**Exercise details:** Could you transcribe every record below exactly as written, leaving out any pictures?

--- Data provided ---

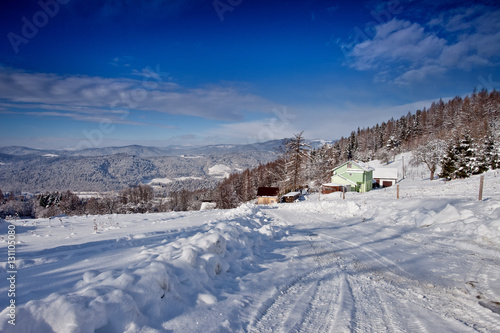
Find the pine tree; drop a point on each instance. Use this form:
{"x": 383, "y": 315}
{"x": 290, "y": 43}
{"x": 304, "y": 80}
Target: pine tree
{"x": 430, "y": 155}
{"x": 297, "y": 152}
{"x": 448, "y": 163}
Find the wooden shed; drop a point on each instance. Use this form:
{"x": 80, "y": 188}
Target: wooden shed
{"x": 267, "y": 195}
{"x": 291, "y": 197}
{"x": 385, "y": 177}
{"x": 334, "y": 187}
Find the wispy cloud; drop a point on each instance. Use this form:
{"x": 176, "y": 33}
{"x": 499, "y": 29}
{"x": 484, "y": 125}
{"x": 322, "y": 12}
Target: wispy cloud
{"x": 93, "y": 98}
{"x": 460, "y": 38}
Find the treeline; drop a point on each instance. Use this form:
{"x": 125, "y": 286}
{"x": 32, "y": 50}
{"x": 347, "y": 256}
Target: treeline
{"x": 137, "y": 199}
{"x": 461, "y": 137}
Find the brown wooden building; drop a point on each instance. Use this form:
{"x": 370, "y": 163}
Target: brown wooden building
{"x": 267, "y": 195}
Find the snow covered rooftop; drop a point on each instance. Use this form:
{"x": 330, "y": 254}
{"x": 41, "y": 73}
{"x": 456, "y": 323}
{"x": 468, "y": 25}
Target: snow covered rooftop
{"x": 387, "y": 173}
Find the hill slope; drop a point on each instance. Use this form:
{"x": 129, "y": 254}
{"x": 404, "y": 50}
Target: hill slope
{"x": 428, "y": 262}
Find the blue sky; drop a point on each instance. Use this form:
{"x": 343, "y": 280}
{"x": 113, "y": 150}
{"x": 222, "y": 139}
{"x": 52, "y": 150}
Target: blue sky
{"x": 79, "y": 74}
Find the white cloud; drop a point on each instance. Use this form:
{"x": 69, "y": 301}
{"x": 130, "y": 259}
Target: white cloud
{"x": 92, "y": 98}
{"x": 462, "y": 38}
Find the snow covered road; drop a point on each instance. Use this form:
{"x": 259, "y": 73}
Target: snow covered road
{"x": 429, "y": 262}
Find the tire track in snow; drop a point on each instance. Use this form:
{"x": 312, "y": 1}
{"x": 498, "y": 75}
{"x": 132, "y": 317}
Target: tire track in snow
{"x": 344, "y": 318}
{"x": 294, "y": 306}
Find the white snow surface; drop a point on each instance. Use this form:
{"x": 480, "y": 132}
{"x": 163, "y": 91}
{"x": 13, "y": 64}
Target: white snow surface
{"x": 428, "y": 262}
{"x": 219, "y": 171}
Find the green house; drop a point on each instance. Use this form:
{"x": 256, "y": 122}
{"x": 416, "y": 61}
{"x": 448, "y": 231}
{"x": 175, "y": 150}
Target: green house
{"x": 354, "y": 175}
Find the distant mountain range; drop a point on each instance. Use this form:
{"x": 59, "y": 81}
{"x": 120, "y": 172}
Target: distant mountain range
{"x": 113, "y": 168}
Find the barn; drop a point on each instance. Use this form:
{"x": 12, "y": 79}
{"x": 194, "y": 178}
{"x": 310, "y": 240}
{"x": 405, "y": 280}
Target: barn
{"x": 385, "y": 177}
{"x": 291, "y": 197}
{"x": 267, "y": 195}
{"x": 334, "y": 187}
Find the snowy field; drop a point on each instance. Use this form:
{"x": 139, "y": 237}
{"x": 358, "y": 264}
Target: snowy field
{"x": 428, "y": 262}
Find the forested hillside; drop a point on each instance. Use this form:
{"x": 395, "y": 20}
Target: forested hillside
{"x": 460, "y": 137}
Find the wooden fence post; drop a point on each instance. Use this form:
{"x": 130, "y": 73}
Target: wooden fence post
{"x": 481, "y": 182}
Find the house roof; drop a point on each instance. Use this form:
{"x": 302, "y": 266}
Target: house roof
{"x": 331, "y": 185}
{"x": 388, "y": 173}
{"x": 268, "y": 191}
{"x": 361, "y": 165}
{"x": 346, "y": 179}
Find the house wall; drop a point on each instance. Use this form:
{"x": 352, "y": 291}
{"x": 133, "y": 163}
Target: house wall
{"x": 362, "y": 178}
{"x": 382, "y": 180}
{"x": 267, "y": 200}
{"x": 341, "y": 181}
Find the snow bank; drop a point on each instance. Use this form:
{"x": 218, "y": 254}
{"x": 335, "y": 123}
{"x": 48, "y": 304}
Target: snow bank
{"x": 171, "y": 277}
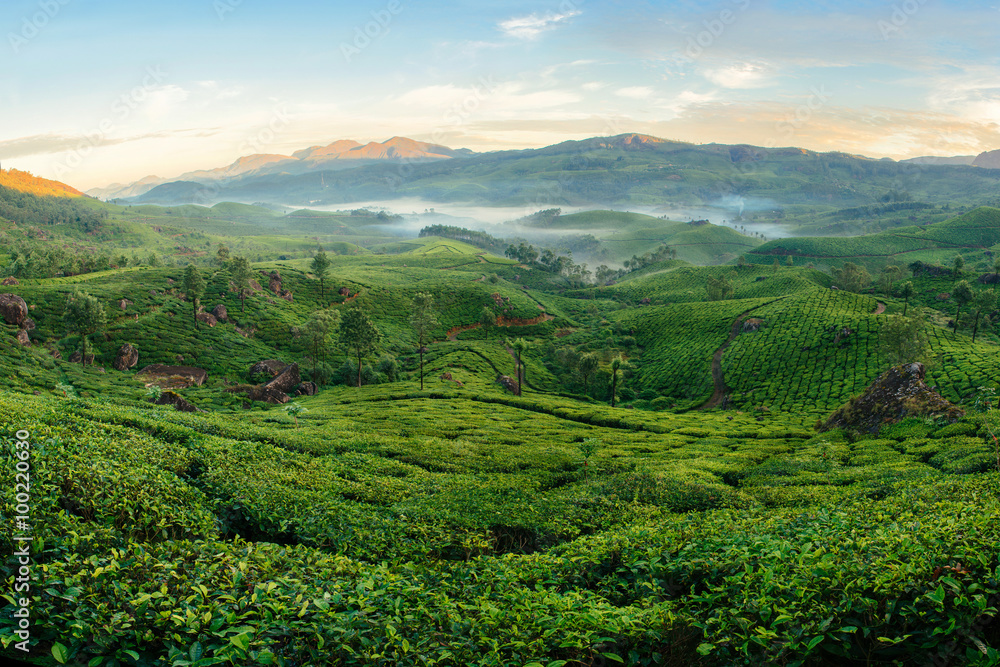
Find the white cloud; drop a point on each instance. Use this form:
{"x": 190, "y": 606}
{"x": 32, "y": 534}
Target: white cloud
{"x": 162, "y": 100}
{"x": 635, "y": 92}
{"x": 533, "y": 25}
{"x": 739, "y": 75}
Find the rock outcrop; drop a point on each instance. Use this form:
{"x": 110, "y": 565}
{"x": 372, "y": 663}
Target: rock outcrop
{"x": 898, "y": 393}
{"x": 307, "y": 389}
{"x": 286, "y": 380}
{"x": 128, "y": 357}
{"x": 13, "y": 309}
{"x": 267, "y": 394}
{"x": 266, "y": 370}
{"x": 173, "y": 377}
{"x": 180, "y": 404}
{"x": 77, "y": 357}
{"x": 207, "y": 318}
{"x": 508, "y": 383}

---

**Solution for this problem:**
Find the pine tree; drop a point on each instance. Use this form:
{"x": 383, "y": 315}
{"x": 290, "y": 43}
{"x": 304, "y": 80}
Target: pine tree
{"x": 430, "y": 155}
{"x": 297, "y": 152}
{"x": 448, "y": 163}
Find the wooden shed; drop a point on each instance. Use this form:
{"x": 80, "y": 188}
Target: wooden shed
{"x": 267, "y": 195}
{"x": 291, "y": 197}
{"x": 385, "y": 177}
{"x": 334, "y": 187}
Find the wispy cloud; drop a point on each instance. Use this form:
{"x": 176, "y": 33}
{"x": 499, "y": 29}
{"x": 484, "y": 125}
{"x": 322, "y": 12}
Target: wispy cloud
{"x": 93, "y": 98}
{"x": 460, "y": 38}
Find the treeline; drop a point on each instance. Use this form:
{"x": 125, "y": 286}
{"x": 32, "y": 50}
{"x": 347, "y": 256}
Target: treeline
{"x": 137, "y": 199}
{"x": 461, "y": 137}
Find the brown wooden building; drop a point on each instance. Use this form:
{"x": 370, "y": 163}
Target: brown wooden building
{"x": 267, "y": 195}
Find the snow covered rooftop; drop a point on each instance. Use this form:
{"x": 330, "y": 254}
{"x": 41, "y": 73}
{"x": 456, "y": 323}
{"x": 468, "y": 25}
Target: snow covered rooftop
{"x": 387, "y": 173}
Find the hill slope; drop a point on each instance. Use this form:
{"x": 129, "y": 254}
{"x": 404, "y": 50}
Target: hill slope
{"x": 428, "y": 262}
Find the blue sky; drop a point on each instance. Use this form:
{"x": 343, "y": 280}
{"x": 113, "y": 150}
{"x": 222, "y": 139}
{"x": 52, "y": 150}
Target: blue sky
{"x": 79, "y": 74}
Find the white cloud; drop a point on each instance. Use this form:
{"x": 69, "y": 301}
{"x": 130, "y": 259}
Target: white cloud
{"x": 92, "y": 98}
{"x": 462, "y": 38}
Find the snow covered road; drop a point on each instance. Use this form:
{"x": 259, "y": 73}
Target: snow covered road
{"x": 429, "y": 262}
Find the tire track in snow; drop a point on each instance. Use this form:
{"x": 312, "y": 1}
{"x": 498, "y": 75}
{"x": 132, "y": 317}
Target: tire track in snow
{"x": 344, "y": 318}
{"x": 294, "y": 306}
Find the white snow surface; drop a point on each instance. Use this form:
{"x": 480, "y": 132}
{"x": 163, "y": 91}
{"x": 13, "y": 64}
Target: white snow surface
{"x": 428, "y": 262}
{"x": 219, "y": 171}
Find the green house; drop a point on each instance. Use this form:
{"x": 256, "y": 122}
{"x": 416, "y": 61}
{"x": 448, "y": 231}
{"x": 175, "y": 150}
Target: green house
{"x": 354, "y": 175}
Find the distant mountain range; drop a point on each instance. Use this form:
{"x": 59, "y": 81}
{"x": 120, "y": 172}
Target: distant mountain range
{"x": 113, "y": 168}
Find the barn; drop a point on each instance. Use this form:
{"x": 12, "y": 79}
{"x": 194, "y": 178}
{"x": 310, "y": 240}
{"x": 405, "y": 280}
Target: barn
{"x": 385, "y": 177}
{"x": 291, "y": 197}
{"x": 267, "y": 195}
{"x": 334, "y": 187}
Find the snowy field; drop a point on each instance. Use this form:
{"x": 139, "y": 237}
{"x": 358, "y": 264}
Target: snowy field
{"x": 428, "y": 262}
Find the forested hillside; drop a point on each instance. Use this form:
{"x": 395, "y": 20}
Target: forested hillside
{"x": 460, "y": 137}
Find the wooden fence post; drop a point on each instance. Use this form:
{"x": 130, "y": 73}
Target: wooden fence post
{"x": 481, "y": 182}
Find the house roof; drop a point on each instance. Use this form:
{"x": 302, "y": 266}
Target: house roof
{"x": 331, "y": 185}
{"x": 388, "y": 173}
{"x": 268, "y": 191}
{"x": 361, "y": 165}
{"x": 346, "y": 179}
Find the house wall; drop a point on each instance. Use this form:
{"x": 352, "y": 291}
{"x": 133, "y": 163}
Target: house wall
{"x": 362, "y": 178}
{"x": 382, "y": 180}
{"x": 267, "y": 200}
{"x": 341, "y": 181}
Find the snow bank; drop a point on each instance. Use this form:
{"x": 218, "y": 254}
{"x": 335, "y": 123}
{"x": 48, "y": 304}
Target: snow bank
{"x": 171, "y": 277}
Find the white cloud; drop a point on each instance. Use this form:
{"x": 190, "y": 606}
{"x": 32, "y": 534}
Target: white cloud
{"x": 162, "y": 100}
{"x": 635, "y": 92}
{"x": 533, "y": 25}
{"x": 739, "y": 75}
Find the rock outcrop; drop a point on each instance. Use this form:
{"x": 110, "y": 565}
{"x": 372, "y": 663}
Target: rock outcrop
{"x": 898, "y": 393}
{"x": 307, "y": 389}
{"x": 286, "y": 380}
{"x": 128, "y": 357}
{"x": 13, "y": 309}
{"x": 267, "y": 394}
{"x": 266, "y": 370}
{"x": 173, "y": 377}
{"x": 180, "y": 404}
{"x": 77, "y": 357}
{"x": 207, "y": 318}
{"x": 508, "y": 383}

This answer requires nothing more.